• **Set problem 1**: Gather every line of the rows below that contains the string "column".

• **Text to read**:

LOS ANGELES CA - DECEMBER 21: Kobe Bryant #24 of the Los Angeles Lakers looks on against the Milwaukee Bucks during the second half at Staples Center on December 21 2010 in Los Angeles California. The Bucks defeated the Lakers 98-79. NOTE TO USER: User expressly acknowledges and agrees that by downloading and or using this photograph User is consenting to the terms and conditions of the Getty Images License Agreement. (Photo by Jeff Gross/Getty Images)
Update - I forgot about Shaquille O'Neal, so I added him in, and I briefly addressed the age vs. experience debate when it comes to Kobe - Saurav
"Kobe Bryant is the greatest 15-year player to ever play the game" - Philadelphia 76ers colour commentator, during the Lakers - Sixers game last Friday. He then went on to clarify that he did not mean that Kobe Bryant was the proverbial G.O.A.T, but that no player had played as well in their 15th season in the League as Kobe Bryant was then (and, by extension, is now). At a glance, this might come across as hyperbole as Kobe's numbers this season seem to be average (for him, anyway) at a glance, but with deeper examination the numbers present a compelling argument.
Before examining how Kobe performs against other All-Time Greats on the downside of their careers, one must first analyse how Kobe is performing compared to his own career peak and arc, to see if he is truly on the downside of his career or still in peak form. Now, averages of 25.7 points, 5 rebounds and 4.6 assists per game may not seem like much at first, by Kobe's standards, and may lead one to believe that he is having a subpar season overall, but one must acknowledge that Kobe Bryant is only playing 32.9 minutes per game - his lowest since his sophomore season, 12 years ago.

• **Data extract**:
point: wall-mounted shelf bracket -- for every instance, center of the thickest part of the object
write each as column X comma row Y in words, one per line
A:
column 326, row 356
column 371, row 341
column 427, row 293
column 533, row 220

• **Set problem 2**: Decide whether each statement agrees with the article about Kobe Bryant above. Answer yes or no for each and quote the deciding words from the article. (a) The Bucks beat the Lakers 98-79. (b) The commentator said Kobe Bryant was the greatest player of all time. (c) Kobe Bryant's 32.9 minutes per game are his lowest since his rookie season.

• **Task response 1**:
write each as column X comma row Y in words, one per line
column 326, row 356
column 371, row 341
column 427, row 293
column 533, row 220

• **Task response 2**:
(a) Yes: "The Bucks defeated the Lakers 98-79."
(b) No: "he did not mean that Kobe Bryant was the proverbial G.O.A.T"
(c) No: "his lowest since his sophomore season, 12 years ago."